Task brief: Can you rewrite every one of the rows below, changing "supply" to "provide" wherever it appears and keeping everything else the same?

Dataset entries:
|---|

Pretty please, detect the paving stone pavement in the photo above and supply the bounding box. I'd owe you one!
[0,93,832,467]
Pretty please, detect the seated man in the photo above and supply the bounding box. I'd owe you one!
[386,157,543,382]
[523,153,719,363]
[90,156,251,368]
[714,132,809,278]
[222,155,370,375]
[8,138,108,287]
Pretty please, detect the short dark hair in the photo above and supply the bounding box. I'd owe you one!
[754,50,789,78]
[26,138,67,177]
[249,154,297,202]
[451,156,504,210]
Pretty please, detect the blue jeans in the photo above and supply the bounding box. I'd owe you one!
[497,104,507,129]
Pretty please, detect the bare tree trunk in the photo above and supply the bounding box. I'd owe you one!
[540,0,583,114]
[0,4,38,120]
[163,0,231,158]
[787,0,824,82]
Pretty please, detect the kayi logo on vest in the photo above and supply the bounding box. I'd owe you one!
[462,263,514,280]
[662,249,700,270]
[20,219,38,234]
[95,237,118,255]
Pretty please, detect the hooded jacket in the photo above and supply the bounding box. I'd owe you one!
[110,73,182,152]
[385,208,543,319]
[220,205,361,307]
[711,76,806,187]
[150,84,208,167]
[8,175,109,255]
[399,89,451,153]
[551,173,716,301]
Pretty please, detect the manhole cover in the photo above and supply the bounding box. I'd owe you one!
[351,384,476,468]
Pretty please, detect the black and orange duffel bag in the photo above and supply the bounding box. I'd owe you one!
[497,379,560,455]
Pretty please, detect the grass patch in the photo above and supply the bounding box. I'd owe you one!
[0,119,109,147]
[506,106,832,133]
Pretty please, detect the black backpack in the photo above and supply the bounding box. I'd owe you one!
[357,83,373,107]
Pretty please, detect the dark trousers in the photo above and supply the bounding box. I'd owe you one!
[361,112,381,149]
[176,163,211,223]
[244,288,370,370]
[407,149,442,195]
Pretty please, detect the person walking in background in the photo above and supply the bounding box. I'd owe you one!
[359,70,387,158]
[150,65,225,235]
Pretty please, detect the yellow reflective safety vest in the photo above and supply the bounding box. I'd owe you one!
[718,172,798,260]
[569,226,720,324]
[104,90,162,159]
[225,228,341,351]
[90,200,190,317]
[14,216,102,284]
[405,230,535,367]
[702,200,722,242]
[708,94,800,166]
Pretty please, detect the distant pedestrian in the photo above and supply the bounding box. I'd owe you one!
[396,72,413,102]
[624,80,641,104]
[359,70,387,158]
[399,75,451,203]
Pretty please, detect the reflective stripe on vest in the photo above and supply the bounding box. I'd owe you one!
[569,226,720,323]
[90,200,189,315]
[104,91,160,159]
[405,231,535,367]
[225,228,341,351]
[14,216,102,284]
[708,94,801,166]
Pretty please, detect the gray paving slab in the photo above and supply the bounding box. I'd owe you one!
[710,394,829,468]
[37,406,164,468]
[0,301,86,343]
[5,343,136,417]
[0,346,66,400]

|---|

Output below:
Pretty please, detect the paving stone pavement in the photo above and provide the bounding box. I'd owe you one!
[0,93,832,467]
Pretty please, detect the seated man in the photo above and provide the bounding box. I'd owe you one!
[386,157,543,382]
[523,153,719,363]
[90,156,251,368]
[714,132,809,278]
[222,155,370,375]
[8,138,108,287]
Pretty please, detect the short dark hair in the photo above and provide the bounding box. I'd owe you one!
[754,50,789,78]
[26,138,67,177]
[249,154,297,202]
[451,156,504,210]
Pretty please, detect the blue jeans in the photo above and provide the bounding box. I'd owe you one!
[497,104,507,129]
Pretty please, detect the bare tree trunk in the photo above and provide the bounding box. I'd owe you one!
[540,0,583,114]
[0,4,38,120]
[163,0,231,158]
[787,0,824,82]
Pretty please, detect the kayi logo on vest in the photo above and provide the bounding box. I'd owe you one!
[462,263,514,280]
[662,249,700,270]
[20,219,38,234]
[95,237,118,255]
Pretty please, detect the hooded jacket in the photo above and provide the bounding box. I'd owe you one!
[110,73,182,152]
[385,208,543,319]
[220,205,361,307]
[711,76,806,187]
[150,84,208,167]
[8,175,109,255]
[399,89,451,153]
[551,173,716,301]
Pretty please, detect the manhole cover in the photo above and provide the bounding box. I'd owe you one!
[351,384,476,468]
Pretty please, detect the black and orange duffel bag in the photo above and provide the bounding box. I'd owe you one!
[497,379,560,455]
Pretty please, detect the grass patch in the photo above and provide the bounding box. I'd owe you one!
[0,119,109,147]
[506,106,832,133]
Pretty please, detect the black backpack in the photo above and provide the bounding box. I'd owe you one!
[357,83,373,107]
Pretty please, detect the dark trousers in the photo above and provide the bounding box. I'd owe you one!
[361,112,381,149]
[176,163,211,223]
[244,288,370,370]
[407,149,442,195]
Pretty please, detect the person walking in background in the photo above and provide the bounding box. I'd owe you one!
[359,70,387,158]
[150,65,225,235]
Pretty please, detect the yellow reflective safety vest in the photo above and provide the bounding box. I'd owe you one!
[718,172,798,260]
[569,226,720,324]
[104,90,162,159]
[225,228,341,351]
[90,200,190,317]
[14,216,102,284]
[405,230,535,367]
[702,200,722,242]
[708,94,800,166]
Pretty please, detect the distant pedestrian in the photo above and provide the bounding box. I'd owe you one!
[396,72,413,102]
[624,80,641,104]
[359,70,387,158]
[399,75,451,203]
Pretty please, detect the reflective stripe on vest in the photo above and provide the bounding box. I'd owe you one!
[569,226,720,323]
[90,200,189,315]
[104,91,160,159]
[405,231,535,367]
[225,228,341,351]
[14,216,102,284]
[708,94,801,166]
Pretty please, detect the gray paving slab in the photo above and provide the bounding box. I'd owe you one!
[710,394,829,468]
[37,406,164,468]
[0,301,86,343]
[5,343,136,417]
[0,346,66,400]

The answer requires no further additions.